[Saved data entries]

::::::::::

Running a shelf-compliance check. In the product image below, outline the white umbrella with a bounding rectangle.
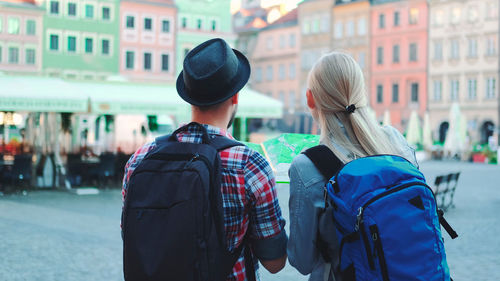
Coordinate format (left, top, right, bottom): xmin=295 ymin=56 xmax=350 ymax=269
xmin=422 ymin=111 xmax=433 ymax=150
xmin=406 ymin=110 xmax=422 ymax=146
xmin=382 ymin=110 xmax=391 ymax=126
xmin=444 ymin=103 xmax=467 ymax=156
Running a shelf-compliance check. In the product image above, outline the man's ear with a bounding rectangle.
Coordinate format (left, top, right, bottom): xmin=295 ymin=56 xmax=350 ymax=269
xmin=306 ymin=89 xmax=316 ymax=109
xmin=231 ymin=93 xmax=240 ymax=104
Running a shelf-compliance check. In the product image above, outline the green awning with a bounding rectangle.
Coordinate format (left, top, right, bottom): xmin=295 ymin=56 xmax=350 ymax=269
xmin=0 ymin=75 xmax=283 ymax=117
xmin=0 ymin=75 xmax=88 ymax=112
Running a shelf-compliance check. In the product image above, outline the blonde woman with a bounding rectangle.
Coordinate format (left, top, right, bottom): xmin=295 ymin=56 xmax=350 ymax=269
xmin=288 ymin=52 xmax=418 ymax=281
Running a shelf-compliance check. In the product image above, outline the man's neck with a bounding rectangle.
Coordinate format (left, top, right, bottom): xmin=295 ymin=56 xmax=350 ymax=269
xmin=191 ymin=116 xmax=228 ymax=130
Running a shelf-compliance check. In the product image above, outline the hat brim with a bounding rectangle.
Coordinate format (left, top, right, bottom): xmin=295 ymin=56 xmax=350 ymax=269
xmin=176 ymin=49 xmax=250 ymax=106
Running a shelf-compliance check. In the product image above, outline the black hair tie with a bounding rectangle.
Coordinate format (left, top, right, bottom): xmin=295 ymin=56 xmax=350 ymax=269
xmin=345 ymin=104 xmax=356 ymax=114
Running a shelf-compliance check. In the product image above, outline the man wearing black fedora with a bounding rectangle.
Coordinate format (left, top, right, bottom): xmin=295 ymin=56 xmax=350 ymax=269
xmin=122 ymin=38 xmax=288 ymax=281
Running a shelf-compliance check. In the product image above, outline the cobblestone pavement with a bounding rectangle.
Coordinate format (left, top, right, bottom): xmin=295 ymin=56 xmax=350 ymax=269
xmin=0 ymin=162 xmax=500 ymax=281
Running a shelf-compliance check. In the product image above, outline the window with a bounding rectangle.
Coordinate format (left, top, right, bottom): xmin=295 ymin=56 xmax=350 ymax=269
xmin=467 ymin=79 xmax=477 ymax=100
xmin=392 ymin=84 xmax=399 ymax=103
xmin=25 ymin=49 xmax=35 ymax=65
xmin=68 ymin=36 xmax=76 ymax=53
xmin=409 ymin=8 xmax=419 ymax=24
xmin=451 ymin=7 xmax=462 ymax=24
xmin=266 ymin=37 xmax=273 ymax=50
xmin=321 ymin=15 xmax=330 ymax=33
xmin=144 ymin=18 xmax=153 ymax=31
xmin=392 ymin=45 xmax=399 ymax=63
xmin=358 ymin=52 xmax=366 ymax=69
xmin=68 ymin=3 xmax=76 ymax=17
xmin=85 ymin=38 xmax=94 ymax=54
xmin=377 ymin=84 xmax=384 ymax=103
xmin=102 ymin=7 xmax=111 ymax=20
xmin=411 ymin=83 xmax=418 ymax=102
xmin=125 ymin=51 xmax=135 ymax=69
xmin=26 ymin=20 xmax=36 ymax=35
xmin=486 ymin=35 xmax=497 ymax=56
xmin=486 ymin=77 xmax=496 ymax=99
xmin=49 ymin=34 xmax=59 ymax=51
xmin=288 ymin=90 xmax=295 ymax=109
xmin=335 ymin=22 xmax=343 ymax=38
xmin=433 ymin=10 xmax=444 ymax=26
xmin=126 ymin=16 xmax=135 ymax=29
xmin=434 ymin=41 xmax=443 ymax=61
xmin=378 ymin=14 xmax=385 ymax=28
xmin=290 ymin=33 xmax=296 ymax=48
xmin=50 ymin=1 xmax=59 ymax=15
xmin=468 ymin=38 xmax=477 ymax=58
xmin=278 ymin=64 xmax=285 ymax=80
xmin=144 ymin=53 xmax=151 ymax=70
xmin=266 ymin=66 xmax=273 ymax=81
xmin=85 ymin=4 xmax=94 ymax=19
xmin=7 ymin=18 xmax=19 ymax=34
xmin=450 ymin=79 xmax=459 ymax=101
xmin=394 ymin=11 xmax=400 ymax=26
xmin=450 ymin=39 xmax=460 ymax=59
xmin=161 ymin=54 xmax=169 ymax=71
xmin=9 ymin=47 xmax=19 ymax=64
xmin=433 ymin=80 xmax=443 ymax=101
xmin=358 ymin=18 xmax=366 ymax=35
xmin=377 ymin=47 xmax=384 ymax=65
xmin=346 ymin=20 xmax=354 ymax=37
xmin=288 ymin=63 xmax=296 ymax=79
xmin=101 ymin=39 xmax=109 ymax=55
xmin=165 ymin=20 xmax=170 ymax=33
xmin=410 ymin=43 xmax=418 ymax=62
xmin=255 ymin=67 xmax=262 ymax=83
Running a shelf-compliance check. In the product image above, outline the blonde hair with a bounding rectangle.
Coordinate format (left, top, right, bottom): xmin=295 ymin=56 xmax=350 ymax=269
xmin=308 ymin=52 xmax=403 ymax=163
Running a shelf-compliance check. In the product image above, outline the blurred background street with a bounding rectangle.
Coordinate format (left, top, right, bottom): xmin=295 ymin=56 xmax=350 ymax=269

::::::::::

Exercise goal:
Can you rewrite all the records, putting "catalog audit" wherever "shelf-compliance check" appears and keeping everything else the same? Leave the pictures out of your answer.

Reply:
Running a catalog audit. In the product image below, outline the white umbrella with a bounding rectangle.
Coordinate format (left, top, right, bottom): xmin=295 ymin=56 xmax=350 ymax=269
xmin=422 ymin=111 xmax=433 ymax=150
xmin=406 ymin=110 xmax=422 ymax=146
xmin=382 ymin=110 xmax=391 ymax=126
xmin=444 ymin=103 xmax=467 ymax=156
Running a catalog audit. In the product image above, outline the man's ear with a bounding rectangle.
Coordinate format (left, top, right, bottom): xmin=295 ymin=56 xmax=350 ymax=269
xmin=306 ymin=89 xmax=316 ymax=109
xmin=231 ymin=93 xmax=240 ymax=104
Running a catalog audit. In the product image above, outline the green awning with a bounding rectangle.
Coordinate format (left, top, right, bottom): xmin=295 ymin=56 xmax=350 ymax=269
xmin=0 ymin=75 xmax=283 ymax=117
xmin=0 ymin=75 xmax=88 ymax=112
Running a catalog audit. In the product image above, outline the blonde woman with a bounding rectangle.
Coordinate format (left, top, right, bottom): xmin=295 ymin=56 xmax=350 ymax=269
xmin=288 ymin=52 xmax=418 ymax=281
Running a catalog audit. In the product image above, outline the man's neck with a bounding rectangle.
Coordinate format (left, top, right, bottom): xmin=295 ymin=56 xmax=350 ymax=269
xmin=191 ymin=116 xmax=228 ymax=130
Running a catalog audit. In the product image above, outline the hat brim with a bounding rectangle.
Coordinate format (left, top, right, bottom): xmin=295 ymin=56 xmax=350 ymax=269
xmin=176 ymin=49 xmax=250 ymax=106
Running a catalog audit. In the product image above, outline the black hair tie with a bounding rectangle.
Coordinate format (left, top, right, bottom): xmin=295 ymin=56 xmax=350 ymax=269
xmin=345 ymin=104 xmax=356 ymax=114
Running a catalog audit. In the product image above, outline the man wearing black fedora with a bounding rectangle.
Coordinate format (left, top, right, bottom): xmin=295 ymin=56 xmax=350 ymax=269
xmin=122 ymin=38 xmax=288 ymax=281
Running a catalog audit. In the product image above, outline the cobblestone pavement with a bounding rectangle.
Coordinate format (left, top, right, bottom): xmin=295 ymin=56 xmax=350 ymax=269
xmin=0 ymin=162 xmax=500 ymax=281
Running a catalog audit. In the product image above, outline the window with a bounding rectangle.
Coordinate format (left, top, right, bottom): xmin=295 ymin=56 xmax=350 ymax=269
xmin=467 ymin=79 xmax=477 ymax=100
xmin=392 ymin=84 xmax=399 ymax=103
xmin=25 ymin=49 xmax=35 ymax=65
xmin=68 ymin=36 xmax=76 ymax=53
xmin=409 ymin=8 xmax=419 ymax=24
xmin=451 ymin=7 xmax=462 ymax=24
xmin=266 ymin=37 xmax=273 ymax=50
xmin=321 ymin=15 xmax=330 ymax=33
xmin=144 ymin=18 xmax=153 ymax=31
xmin=392 ymin=45 xmax=399 ymax=63
xmin=358 ymin=52 xmax=366 ymax=69
xmin=68 ymin=3 xmax=76 ymax=17
xmin=85 ymin=38 xmax=94 ymax=54
xmin=377 ymin=84 xmax=384 ymax=103
xmin=102 ymin=7 xmax=111 ymax=20
xmin=411 ymin=83 xmax=418 ymax=102
xmin=125 ymin=51 xmax=135 ymax=69
xmin=26 ymin=20 xmax=36 ymax=35
xmin=486 ymin=35 xmax=497 ymax=56
xmin=486 ymin=77 xmax=496 ymax=99
xmin=49 ymin=34 xmax=59 ymax=51
xmin=288 ymin=90 xmax=295 ymax=109
xmin=335 ymin=22 xmax=343 ymax=38
xmin=433 ymin=10 xmax=444 ymax=26
xmin=126 ymin=16 xmax=135 ymax=29
xmin=434 ymin=41 xmax=443 ymax=61
xmin=378 ymin=14 xmax=385 ymax=28
xmin=290 ymin=33 xmax=296 ymax=48
xmin=50 ymin=1 xmax=59 ymax=15
xmin=468 ymin=38 xmax=477 ymax=58
xmin=278 ymin=64 xmax=285 ymax=80
xmin=144 ymin=53 xmax=151 ymax=70
xmin=266 ymin=66 xmax=273 ymax=81
xmin=85 ymin=4 xmax=94 ymax=19
xmin=7 ymin=18 xmax=19 ymax=34
xmin=450 ymin=79 xmax=459 ymax=101
xmin=394 ymin=11 xmax=400 ymax=26
xmin=450 ymin=39 xmax=460 ymax=59
xmin=161 ymin=54 xmax=169 ymax=71
xmin=9 ymin=47 xmax=19 ymax=64
xmin=433 ymin=80 xmax=443 ymax=101
xmin=358 ymin=18 xmax=366 ymax=35
xmin=377 ymin=47 xmax=384 ymax=65
xmin=346 ymin=20 xmax=354 ymax=37
xmin=288 ymin=63 xmax=296 ymax=79
xmin=101 ymin=39 xmax=109 ymax=55
xmin=165 ymin=20 xmax=170 ymax=33
xmin=410 ymin=43 xmax=418 ymax=62
xmin=255 ymin=67 xmax=262 ymax=83
Running a catalog audit. In the product image above, outline the blonde hair with a bounding rectangle.
Coordinate format (left, top, right, bottom): xmin=295 ymin=56 xmax=350 ymax=269
xmin=308 ymin=52 xmax=403 ymax=163
Running a catalog audit. In the product image above, outline the blurred background street with a bounding rectangle.
Coordinate format (left, top, right, bottom): xmin=295 ymin=56 xmax=350 ymax=269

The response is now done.